- TASK DESCRIPTION: All lines below must be repeated exactly, with the pictures omitted.

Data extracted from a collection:
--------

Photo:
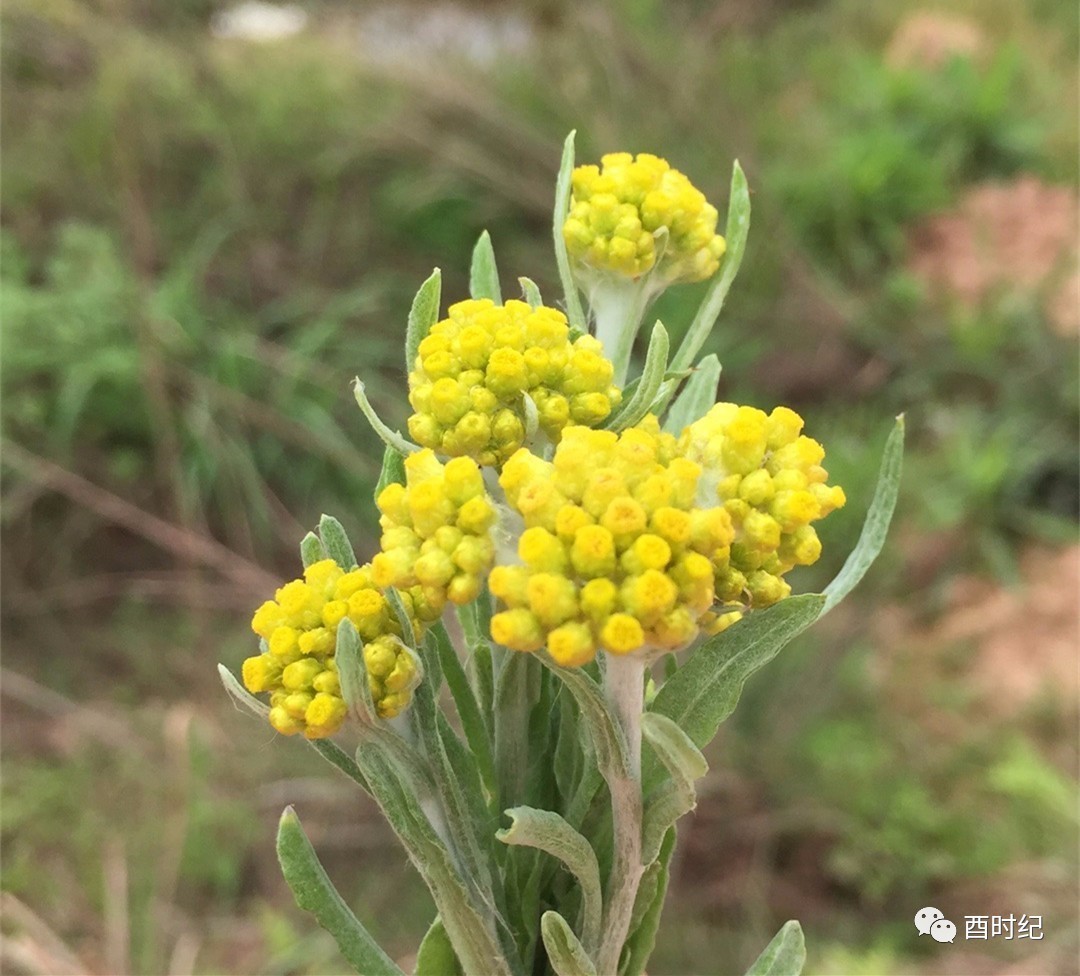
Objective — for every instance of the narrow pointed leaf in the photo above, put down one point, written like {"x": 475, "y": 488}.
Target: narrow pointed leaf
{"x": 435, "y": 956}
{"x": 315, "y": 893}
{"x": 467, "y": 912}
{"x": 702, "y": 693}
{"x": 676, "y": 797}
{"x": 549, "y": 832}
{"x": 643, "y": 937}
{"x": 530, "y": 292}
{"x": 393, "y": 470}
{"x": 352, "y": 674}
{"x": 389, "y": 436}
{"x": 468, "y": 707}
{"x": 604, "y": 730}
{"x": 531, "y": 417}
{"x": 311, "y": 550}
{"x": 483, "y": 273}
{"x": 336, "y": 542}
{"x": 674, "y": 747}
{"x": 665, "y": 807}
{"x": 736, "y": 233}
{"x": 325, "y": 747}
{"x": 564, "y": 951}
{"x": 404, "y": 621}
{"x": 784, "y": 956}
{"x": 422, "y": 315}
{"x": 876, "y": 526}
{"x": 575, "y": 312}
{"x": 652, "y": 376}
{"x": 698, "y": 395}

--------

- ANSWER BELOW:
Photo:
Objective — for every instance of the narrow pointed leaf in the photo above, put down one point, written like {"x": 475, "y": 488}.
Target: narrow pointed leaf
{"x": 435, "y": 956}
{"x": 315, "y": 893}
{"x": 467, "y": 912}
{"x": 702, "y": 693}
{"x": 676, "y": 797}
{"x": 549, "y": 832}
{"x": 643, "y": 937}
{"x": 530, "y": 292}
{"x": 393, "y": 470}
{"x": 352, "y": 674}
{"x": 389, "y": 436}
{"x": 468, "y": 707}
{"x": 604, "y": 730}
{"x": 531, "y": 417}
{"x": 311, "y": 550}
{"x": 483, "y": 273}
{"x": 336, "y": 542}
{"x": 674, "y": 747}
{"x": 665, "y": 807}
{"x": 736, "y": 233}
{"x": 325, "y": 747}
{"x": 564, "y": 951}
{"x": 404, "y": 621}
{"x": 784, "y": 956}
{"x": 422, "y": 315}
{"x": 876, "y": 526}
{"x": 575, "y": 312}
{"x": 652, "y": 376}
{"x": 698, "y": 395}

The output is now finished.